Start of EXTRACTED TEXT

23 of 285 comments (clear)

  1. :O by joe+155 · · Score: 3, Funny

    24TB... thats almost enough to hold all my pr0n!

    --
    *''I can't believe it's not a hyperlink.''
    1. Re::O by FuturePastNow · · Score: 4, Interesting

      28 seasons of Star Trek + all the movies = 250GB.

      --
      Give a man fire, and you warm him for the night. Set a man on fire, and you warm him for the rest of his life.
    2. Re::O by Don_dumb · · Score: 4, Funny
      28 seasons of Star Trek + all the movies = 250GB.
      That is the most geeky post I have seen on this site for a while, you should be proud.
      --
      If this were really happening, what would you think?
  2. Re:I want one! by cyanics · · Score: 5, Informative

    and they are especially showing off the low power usage in that kind of space..

End of EXTRACTED TEXT
Start of EXCERPTED RECORDS

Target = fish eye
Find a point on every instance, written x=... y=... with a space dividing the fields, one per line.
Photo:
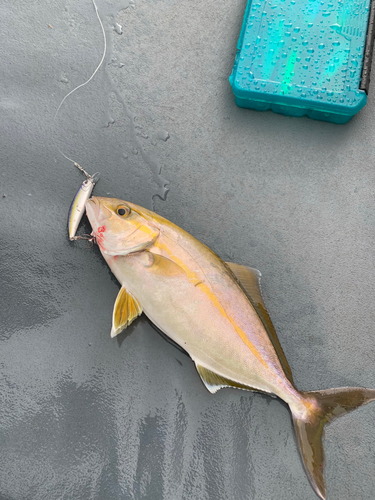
x=123 y=211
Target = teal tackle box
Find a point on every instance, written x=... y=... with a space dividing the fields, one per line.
x=305 y=57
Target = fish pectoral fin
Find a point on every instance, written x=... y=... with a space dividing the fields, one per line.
x=126 y=309
x=214 y=382
x=249 y=278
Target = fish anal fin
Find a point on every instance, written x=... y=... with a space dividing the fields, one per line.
x=125 y=310
x=249 y=278
x=214 y=382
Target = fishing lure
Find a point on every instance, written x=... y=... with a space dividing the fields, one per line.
x=77 y=208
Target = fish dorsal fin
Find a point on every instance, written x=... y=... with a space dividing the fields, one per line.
x=249 y=278
x=214 y=382
x=126 y=309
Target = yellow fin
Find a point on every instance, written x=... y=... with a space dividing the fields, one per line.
x=249 y=278
x=214 y=382
x=126 y=309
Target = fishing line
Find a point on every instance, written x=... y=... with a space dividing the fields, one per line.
x=80 y=86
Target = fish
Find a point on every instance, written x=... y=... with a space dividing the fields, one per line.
x=215 y=311
x=78 y=206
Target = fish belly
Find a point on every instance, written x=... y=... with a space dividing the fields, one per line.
x=191 y=315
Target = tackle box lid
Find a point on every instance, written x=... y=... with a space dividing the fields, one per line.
x=305 y=57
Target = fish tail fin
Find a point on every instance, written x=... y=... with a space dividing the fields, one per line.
x=322 y=407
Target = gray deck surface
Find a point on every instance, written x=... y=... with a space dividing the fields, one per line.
x=86 y=417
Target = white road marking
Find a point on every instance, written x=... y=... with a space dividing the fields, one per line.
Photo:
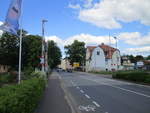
x=138 y=93
x=81 y=91
x=87 y=96
x=96 y=104
x=78 y=88
x=87 y=108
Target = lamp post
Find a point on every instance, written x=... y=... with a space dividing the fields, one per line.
x=43 y=44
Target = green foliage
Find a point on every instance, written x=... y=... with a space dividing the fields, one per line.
x=9 y=47
x=76 y=52
x=31 y=51
x=54 y=54
x=7 y=78
x=148 y=57
x=136 y=76
x=21 y=98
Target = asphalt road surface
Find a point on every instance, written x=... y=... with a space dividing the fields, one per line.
x=94 y=94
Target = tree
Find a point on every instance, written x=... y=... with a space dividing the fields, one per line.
x=31 y=51
x=9 y=50
x=54 y=54
x=139 y=58
x=148 y=57
x=76 y=52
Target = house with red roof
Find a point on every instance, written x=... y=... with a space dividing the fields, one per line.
x=102 y=58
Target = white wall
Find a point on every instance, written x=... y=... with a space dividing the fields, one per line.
x=116 y=60
x=98 y=61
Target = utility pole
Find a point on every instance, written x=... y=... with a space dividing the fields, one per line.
x=43 y=44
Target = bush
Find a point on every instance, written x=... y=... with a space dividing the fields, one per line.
x=136 y=76
x=21 y=98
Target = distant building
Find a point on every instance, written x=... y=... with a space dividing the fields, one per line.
x=65 y=64
x=126 y=63
x=102 y=57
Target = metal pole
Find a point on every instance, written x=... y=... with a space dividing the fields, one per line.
x=20 y=54
x=43 y=45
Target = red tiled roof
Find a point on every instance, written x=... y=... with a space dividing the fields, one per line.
x=108 y=51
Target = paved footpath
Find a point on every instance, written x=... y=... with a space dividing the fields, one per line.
x=54 y=100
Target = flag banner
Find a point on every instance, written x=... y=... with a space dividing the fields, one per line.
x=12 y=18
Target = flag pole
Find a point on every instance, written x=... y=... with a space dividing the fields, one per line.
x=20 y=54
x=20 y=46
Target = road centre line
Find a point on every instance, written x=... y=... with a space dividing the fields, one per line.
x=96 y=104
x=81 y=91
x=138 y=93
x=87 y=96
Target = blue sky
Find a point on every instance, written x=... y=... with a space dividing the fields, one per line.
x=90 y=21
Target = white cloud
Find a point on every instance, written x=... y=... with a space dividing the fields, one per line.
x=87 y=38
x=145 y=49
x=109 y=13
x=135 y=38
x=77 y=6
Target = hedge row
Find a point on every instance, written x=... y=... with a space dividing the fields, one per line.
x=136 y=76
x=21 y=98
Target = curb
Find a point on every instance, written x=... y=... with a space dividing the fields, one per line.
x=69 y=98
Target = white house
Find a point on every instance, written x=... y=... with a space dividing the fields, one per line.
x=102 y=57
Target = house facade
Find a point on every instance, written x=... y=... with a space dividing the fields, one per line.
x=102 y=58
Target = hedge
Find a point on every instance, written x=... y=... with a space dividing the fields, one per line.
x=21 y=98
x=136 y=76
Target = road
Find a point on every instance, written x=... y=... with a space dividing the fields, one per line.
x=89 y=93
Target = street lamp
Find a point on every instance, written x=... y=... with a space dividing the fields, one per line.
x=43 y=44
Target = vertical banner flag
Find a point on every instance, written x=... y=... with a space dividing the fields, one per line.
x=11 y=24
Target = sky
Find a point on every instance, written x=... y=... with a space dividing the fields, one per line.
x=91 y=21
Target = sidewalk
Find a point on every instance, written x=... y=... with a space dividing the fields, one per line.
x=101 y=75
x=53 y=100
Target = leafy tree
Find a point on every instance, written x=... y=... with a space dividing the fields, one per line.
x=9 y=50
x=76 y=52
x=139 y=58
x=54 y=54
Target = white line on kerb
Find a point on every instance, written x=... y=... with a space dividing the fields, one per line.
x=81 y=91
x=78 y=88
x=96 y=104
x=138 y=93
x=87 y=96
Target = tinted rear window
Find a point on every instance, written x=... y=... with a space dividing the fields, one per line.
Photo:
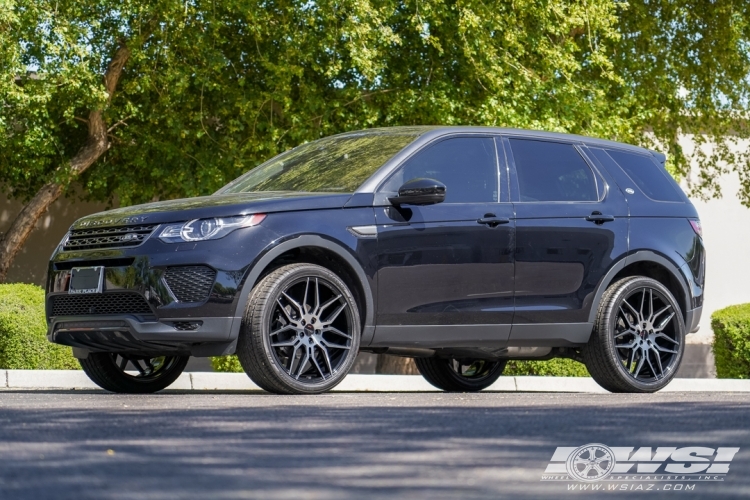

End of EXCERPTED RECORDS

* _TASKS FOR THIS EXERCISE_
1. Find every line in the rows that contains the string "tackle" and copy each one.
2. Pick up the comment thread and continue it from its last sentence.
The comment thread and the rows are unrelated material.

* _RESPONSES TO THE EXERCISE_
1.
Target = teal tackle box
Target = tackle box lid

2.
    48 Hds, 2CPUs, and still less than 1200 Watts.

    Oh many. Datafarm in a single rack.

  3. Okay... by Vo0k · · Score: 4, Funny

    ...but how good is it at repelling the antlions?

    --
    Anagram("United States of America") == "Dine out, taste a Mac, fries"
    1. Re:Okay... by PhrostyMcByte · · Score: 3, Funny

      Pick your poison: antlions or Shai-Hulud.

    2. Re:Okay... by Propagandhi · · Score: 4, Funny

      Can't believe I had to scroll this far to find a Dune reference! Shame on you Slashdot.. Shame.. on.. you!

  4. Dune.. by WizADSL · · Score: 4, Funny

    Thumper? I hope the sand worms stay away...

    1. Re:Dune.. by nacturation · · Score: 4, Funny

      24TB in only 4U... And how can this be? Because it is the Kwisatz Serverrack.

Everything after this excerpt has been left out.